_STATED TASK_
Return every line below as is, leaving out the pictures.

━━━━

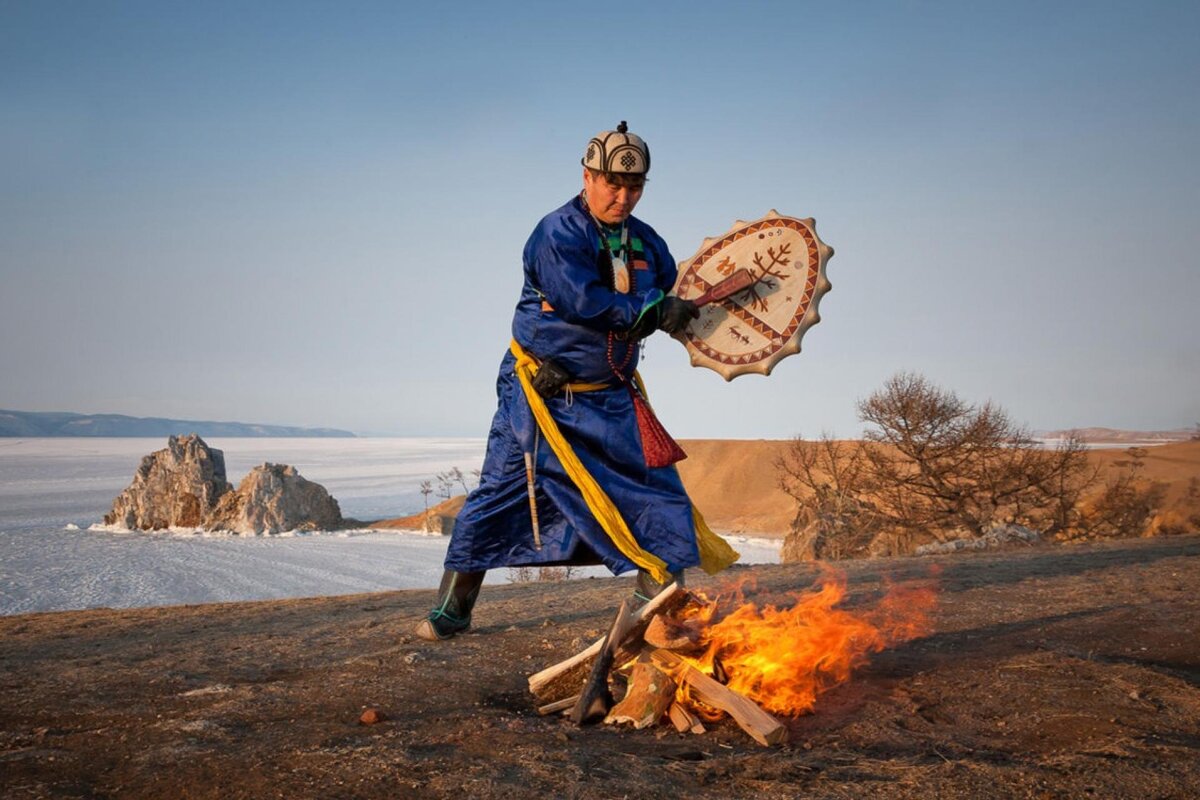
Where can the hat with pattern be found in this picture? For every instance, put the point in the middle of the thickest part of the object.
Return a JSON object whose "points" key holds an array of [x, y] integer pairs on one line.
{"points": [[618, 151]]}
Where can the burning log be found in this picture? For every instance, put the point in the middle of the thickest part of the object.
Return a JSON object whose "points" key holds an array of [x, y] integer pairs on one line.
{"points": [[669, 635], [651, 692], [684, 720], [562, 680], [595, 699], [564, 704], [750, 717]]}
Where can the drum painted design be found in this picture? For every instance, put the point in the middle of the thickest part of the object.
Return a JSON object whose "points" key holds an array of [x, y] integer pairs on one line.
{"points": [[755, 329]]}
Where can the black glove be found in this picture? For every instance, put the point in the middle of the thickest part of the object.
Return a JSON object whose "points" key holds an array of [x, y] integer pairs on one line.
{"points": [[677, 313], [550, 379]]}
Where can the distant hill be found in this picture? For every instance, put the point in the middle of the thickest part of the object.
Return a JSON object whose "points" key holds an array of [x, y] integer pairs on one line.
{"points": [[61, 423], [1113, 435]]}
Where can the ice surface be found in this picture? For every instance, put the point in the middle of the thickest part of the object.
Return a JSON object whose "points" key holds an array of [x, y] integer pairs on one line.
{"points": [[55, 555]]}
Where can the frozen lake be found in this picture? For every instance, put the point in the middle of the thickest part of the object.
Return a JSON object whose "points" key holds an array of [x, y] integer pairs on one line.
{"points": [[53, 489]]}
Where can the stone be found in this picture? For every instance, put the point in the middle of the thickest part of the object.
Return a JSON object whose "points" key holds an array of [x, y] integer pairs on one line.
{"points": [[274, 498], [175, 487], [372, 716]]}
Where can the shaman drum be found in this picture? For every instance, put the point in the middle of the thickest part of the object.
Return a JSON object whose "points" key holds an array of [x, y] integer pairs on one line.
{"points": [[757, 326]]}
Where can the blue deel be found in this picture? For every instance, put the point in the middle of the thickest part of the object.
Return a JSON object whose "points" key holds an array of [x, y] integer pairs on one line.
{"points": [[495, 527]]}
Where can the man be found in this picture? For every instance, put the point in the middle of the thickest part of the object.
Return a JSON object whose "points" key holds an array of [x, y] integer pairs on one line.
{"points": [[567, 479]]}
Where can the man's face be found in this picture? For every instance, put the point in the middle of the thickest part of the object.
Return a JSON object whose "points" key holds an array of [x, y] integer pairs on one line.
{"points": [[611, 203]]}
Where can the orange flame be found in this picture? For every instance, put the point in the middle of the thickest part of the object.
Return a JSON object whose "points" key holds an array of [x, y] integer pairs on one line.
{"points": [[784, 657]]}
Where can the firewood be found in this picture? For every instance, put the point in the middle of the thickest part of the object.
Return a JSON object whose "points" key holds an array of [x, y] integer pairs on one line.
{"points": [[564, 679], [666, 633], [595, 699], [558, 705], [749, 715], [684, 720], [651, 692]]}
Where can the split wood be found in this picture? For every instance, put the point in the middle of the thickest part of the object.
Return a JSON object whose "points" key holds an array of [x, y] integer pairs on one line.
{"points": [[563, 679], [558, 685], [648, 697], [595, 699], [749, 715]]}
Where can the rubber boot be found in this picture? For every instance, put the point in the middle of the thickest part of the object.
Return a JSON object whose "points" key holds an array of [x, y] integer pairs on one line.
{"points": [[647, 588], [456, 597]]}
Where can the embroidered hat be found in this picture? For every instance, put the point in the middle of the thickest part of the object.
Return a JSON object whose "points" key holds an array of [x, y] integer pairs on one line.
{"points": [[618, 151]]}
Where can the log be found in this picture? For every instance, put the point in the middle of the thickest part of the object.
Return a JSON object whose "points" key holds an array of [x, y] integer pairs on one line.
{"points": [[649, 695], [749, 715], [595, 699], [558, 705], [666, 633], [564, 679], [684, 720]]}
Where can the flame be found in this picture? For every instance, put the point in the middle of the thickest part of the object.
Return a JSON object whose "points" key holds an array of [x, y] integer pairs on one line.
{"points": [[784, 657]]}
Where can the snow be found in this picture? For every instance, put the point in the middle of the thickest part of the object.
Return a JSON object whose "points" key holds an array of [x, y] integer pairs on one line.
{"points": [[57, 555]]}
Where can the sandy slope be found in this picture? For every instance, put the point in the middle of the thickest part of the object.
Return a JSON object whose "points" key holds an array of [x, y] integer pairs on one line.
{"points": [[1053, 672], [733, 481]]}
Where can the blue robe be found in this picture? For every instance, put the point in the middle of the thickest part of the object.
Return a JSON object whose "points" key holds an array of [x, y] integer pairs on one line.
{"points": [[567, 310]]}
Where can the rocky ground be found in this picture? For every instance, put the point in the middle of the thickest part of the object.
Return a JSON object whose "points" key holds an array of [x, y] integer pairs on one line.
{"points": [[1051, 672]]}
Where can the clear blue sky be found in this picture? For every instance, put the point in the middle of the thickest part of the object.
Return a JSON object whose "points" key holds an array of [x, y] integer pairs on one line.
{"points": [[312, 214]]}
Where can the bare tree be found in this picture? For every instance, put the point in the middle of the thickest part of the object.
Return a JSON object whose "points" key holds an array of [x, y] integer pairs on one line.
{"points": [[941, 464], [930, 465], [426, 491], [834, 517], [456, 475]]}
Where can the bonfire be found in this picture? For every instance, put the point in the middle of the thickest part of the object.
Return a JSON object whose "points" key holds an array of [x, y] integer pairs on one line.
{"points": [[688, 659]]}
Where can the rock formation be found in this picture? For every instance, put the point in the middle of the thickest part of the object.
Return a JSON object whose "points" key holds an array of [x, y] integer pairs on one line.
{"points": [[185, 486], [275, 498], [175, 487]]}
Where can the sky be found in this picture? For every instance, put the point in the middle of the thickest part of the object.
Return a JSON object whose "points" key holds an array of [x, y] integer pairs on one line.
{"points": [[312, 212]]}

━━━━

_SOLUTION_
Where can the hat with pattern be found in this picture? For every instance, put the point in the middle of the thickest part of the object.
Return a JSON object whose "points" key holds an array of [x, y] integer pairs on one line.
{"points": [[618, 151]]}
Where can the burning log be found in this picture? For every instance, put the point in the middle of the thickest part of the object.
Return a JSON object whose "points" key holds an array of [x, y] integer pairs on one line.
{"points": [[669, 635], [651, 692], [684, 720], [562, 680], [595, 699], [564, 704], [750, 717]]}
Where can the drum painted design be found in this picture? For every instance, put the point in the middle of the thickest part of the object.
Return a JSON object whose "points" key holds an array of [x, y] integer pairs on one line.
{"points": [[755, 329]]}
Where can the black glove be found in this picture? For every instance, put the point in the middle of the thickest part of the object.
Return a JSON object whose "points" key holds an array of [x, y] integer pairs on one line.
{"points": [[677, 313], [550, 379]]}
Where can the distant hill be found in this picture? For every instance, put the point in the middle of the thickest part of the object.
Return a JSON object whose "points" key holds an array of [x, y] integer pairs on one line.
{"points": [[61, 423], [1113, 435]]}
Where can the ice surface be found in this picture? For every instance, put the point in the middle of the thickest part of the object.
Return a JSON object whose "points" key holds an array of [x, y] integer pairs on one line.
{"points": [[55, 555]]}
Where can the frozen lake be found in this picture? For every instance, put the point in the middle of the thickest part of the object.
Return a JSON object whose "points" key holds an array of [x, y] integer pairs on one line.
{"points": [[53, 489]]}
Where can the stone be found in this picture? For every instance, put the point in the middle of the thickest part of the object.
Return a JSON object whose "points" key holds an array of [x, y] integer pairs on one line.
{"points": [[274, 498], [175, 487], [372, 716]]}
Where can the shaman drum be found in this picture? For every instance, put the point in the middle of the thickest part of the object.
Return a JSON object whose "points" key holds an array of [x, y] integer pairs on one line.
{"points": [[757, 326]]}
Where can the blue deel be found in this picture? For every instance, put the point in the middle of the thickest part of the object.
Return a JSON object whose "points" key holds an array of [x, y] integer pairs on one line.
{"points": [[495, 527]]}
Where can the man be found in this picture? For every instance, put the point in the middle of the thickest part of the object.
Return a JSON object whose "points" key holds an array of [x, y] integer pairs on one line.
{"points": [[567, 479]]}
Where can the man's face be found in this picture? For every instance, put the point in the middle of the thickest part of the object.
Return a JSON object whose "points" key holds an array of [x, y] integer pairs on one line.
{"points": [[611, 203]]}
Where can the orange flame be found in this picture? For every instance, put the point in the middle of the thickest part of the object.
Return a JSON object whose "points" key holds an array of [x, y] integer pairs on one line.
{"points": [[784, 657]]}
Where can the firewood be found in this picture? For every instance, put the point in the middle of the thickest part of the object.
Return a JSON object whose "points" key holds an array of [x, y] integer pairs on one line.
{"points": [[564, 679], [666, 633], [595, 699], [558, 705], [749, 715], [684, 720], [651, 692]]}
Where can the split wood be found in this picture? For every instance, put the point in the middle of the thickest part of the object.
Return a JSON object whose "points" key holds an array of [x, y] integer pairs on one line.
{"points": [[563, 679], [558, 685], [648, 697], [595, 699], [749, 715]]}
Where can the rubber boot be found in this picture? For every instance, put the point in the middle of the thickest part of the object.
Return a JSON object whose "points" key holds an array of [x, y] integer pairs on one line.
{"points": [[647, 588], [456, 597]]}
Where can the embroidered hat be found in this picture? For every instance, put the point in the middle of the thickest part of the object.
Return a JSON object whose "points" key holds an array of [x, y] integer pairs on one line.
{"points": [[618, 151]]}
Where can the log be found in this picture? For every instance, put the point in the middle of the thickest part of the object.
Return a JSON object whose "points" key holds an array of [x, y] integer pairs on one line.
{"points": [[649, 695], [749, 715], [595, 699], [558, 705], [666, 633], [564, 679], [684, 720]]}
Where can the flame be found in this picture? For every instance, put the point in the middle of the thickest part of the object.
Return a JSON object whose "points" key holds an array of [x, y] integer pairs on one line.
{"points": [[784, 657]]}
Where can the snow be found in this picture? For every instance, put the point in the middle of the thickest part of the object.
Return a JSON object whose "points" key holds an array of [x, y] integer pairs on one line.
{"points": [[57, 555]]}
Where can the sandy slope be found in this picture? For every instance, put the point in the middle of the thickest part of the object.
Return a JSON object whose "points" key holds an array of [x, y] integer pairs on one line.
{"points": [[1053, 672], [733, 481]]}
Where can the blue robe be found in this picture? For every instance, put the point in the middle of the thickest part of the object.
Return a JSON object whose "points" key holds an array of [x, y] integer pairs on one line.
{"points": [[567, 310]]}
Where can the rocky ground be found in this picture? For every instance, put the point in the middle of the thickest part of the object.
Return a JSON object whose "points" key holds an array of [x, y] integer pairs on one line.
{"points": [[1051, 672]]}
Where can the clear blue sky be found in this picture? For every instance, put the point in the middle of the thickest part of the object.
Return a JSON object whose "points" key holds an array of [x, y] integer pairs on one line.
{"points": [[312, 214]]}
Where can the bare tree be found in this picture? For every instance, put the point in the middle of the thickest part of the object.
Return a JSON object whose "points" key holds an array of [x, y] integer pairs on one line.
{"points": [[941, 464], [930, 465], [426, 491], [834, 517], [456, 475]]}
Where can the bonfire be found in this picture? For every instance, put the point in the middle of the thickest part of the object.
Return a JSON object whose "points" key holds an array of [x, y] integer pairs on one line.
{"points": [[688, 659]]}
Where can the rock formation be found in this picture? For every instance, put the point in the middle of the thickest part of the object.
Return a JSON object whose "points" key holds an array of [x, y] integer pairs on one line.
{"points": [[185, 486], [275, 498], [175, 487]]}
Where can the sky be found in this picture? For every instance, put the point in the middle of the thickest part of the object.
Return a JSON object whose "points" key holds an array of [x, y] integer pairs on one line.
{"points": [[312, 212]]}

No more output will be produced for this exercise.